* _DO THIS_
Reproduce verbatim everything from the line containing "Task: one point marks each instance of the overhead" down to the end of the records below, both ends included.

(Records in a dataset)
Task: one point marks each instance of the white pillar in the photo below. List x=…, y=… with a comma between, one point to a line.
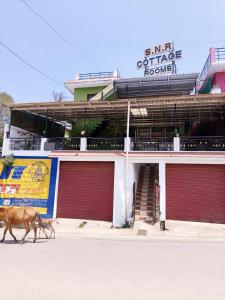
x=6, y=141
x=162, y=184
x=119, y=197
x=176, y=144
x=127, y=144
x=43, y=141
x=83, y=144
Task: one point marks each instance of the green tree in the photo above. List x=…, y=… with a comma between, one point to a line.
x=4, y=112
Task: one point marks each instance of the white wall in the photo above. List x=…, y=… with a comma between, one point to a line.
x=21, y=134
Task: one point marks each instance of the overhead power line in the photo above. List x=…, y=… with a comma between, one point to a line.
x=28, y=64
x=59, y=34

* _EXPECTED OUTPUT_
Task: one point marks each instance of the overhead power line in the photo above. List x=…, y=… with a comma between, one point to a line.
x=28, y=64
x=59, y=34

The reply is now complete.